_WHAT YOU ARE ASKED TO DO_
Could you filter the records below and keep only the lines with the word "each"?

----

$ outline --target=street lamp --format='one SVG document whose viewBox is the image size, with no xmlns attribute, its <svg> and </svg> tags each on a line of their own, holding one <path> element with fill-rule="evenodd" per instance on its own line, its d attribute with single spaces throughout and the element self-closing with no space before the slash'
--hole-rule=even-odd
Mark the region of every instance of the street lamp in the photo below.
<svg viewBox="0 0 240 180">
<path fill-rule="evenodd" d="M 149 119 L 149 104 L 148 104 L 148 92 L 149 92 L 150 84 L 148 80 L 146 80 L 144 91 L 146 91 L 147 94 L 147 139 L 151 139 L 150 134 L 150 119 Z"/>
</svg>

----

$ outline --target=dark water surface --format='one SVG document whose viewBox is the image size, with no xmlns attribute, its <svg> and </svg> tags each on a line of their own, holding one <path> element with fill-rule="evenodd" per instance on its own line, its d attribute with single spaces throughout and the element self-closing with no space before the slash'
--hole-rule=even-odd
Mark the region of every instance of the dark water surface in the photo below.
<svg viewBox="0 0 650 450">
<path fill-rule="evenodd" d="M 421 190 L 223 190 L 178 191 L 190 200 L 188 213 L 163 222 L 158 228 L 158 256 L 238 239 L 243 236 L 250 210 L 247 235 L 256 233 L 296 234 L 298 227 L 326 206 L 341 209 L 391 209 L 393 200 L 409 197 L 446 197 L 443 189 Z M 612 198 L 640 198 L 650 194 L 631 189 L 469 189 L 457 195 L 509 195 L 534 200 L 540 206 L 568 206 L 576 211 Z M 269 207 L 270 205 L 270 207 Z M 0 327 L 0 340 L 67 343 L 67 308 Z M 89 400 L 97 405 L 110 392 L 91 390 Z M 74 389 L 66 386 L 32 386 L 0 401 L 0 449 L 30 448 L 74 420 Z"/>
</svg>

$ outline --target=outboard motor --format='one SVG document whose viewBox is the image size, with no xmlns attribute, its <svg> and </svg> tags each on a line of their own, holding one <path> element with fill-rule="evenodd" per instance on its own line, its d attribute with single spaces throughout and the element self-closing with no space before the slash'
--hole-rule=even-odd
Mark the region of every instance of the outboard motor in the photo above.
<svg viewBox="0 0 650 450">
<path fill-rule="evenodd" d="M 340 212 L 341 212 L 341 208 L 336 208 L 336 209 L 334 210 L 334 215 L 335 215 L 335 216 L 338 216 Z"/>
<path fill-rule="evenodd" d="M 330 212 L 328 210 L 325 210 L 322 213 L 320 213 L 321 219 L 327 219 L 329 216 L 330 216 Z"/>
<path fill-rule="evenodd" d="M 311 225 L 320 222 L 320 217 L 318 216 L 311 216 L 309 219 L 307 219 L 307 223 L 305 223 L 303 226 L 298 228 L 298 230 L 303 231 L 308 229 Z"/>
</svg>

----

_ANSWER TO THIS TASK_
$ outline --target=street lamp --format='one SVG document whose viewBox is the image size, with no xmlns attribute, its <svg> and </svg> tags each on a line of their own, holding one <path> element with fill-rule="evenodd" per instance on its own line, its d attribute with single spaces throughout and the element self-closing with no space before the slash'
$ outline --target=dark water surface --format='one SVG document whose viewBox is the image size, with no xmlns attribute, its <svg> and </svg> tags each on a line of their own, holding one <path> element with fill-rule="evenodd" per instance on its own line, its d attribute with single spaces throughout and the element self-closing with no space before the slash'
$ outline --target=outboard motor --format='one SVG document whose viewBox is the image size, with no xmlns attribute, its <svg> and </svg> tags each on a line of their own, holding one <path> element with fill-rule="evenodd" per instance on its own line, its d attribute with single spaces throughout and the element self-closing with no space before the slash'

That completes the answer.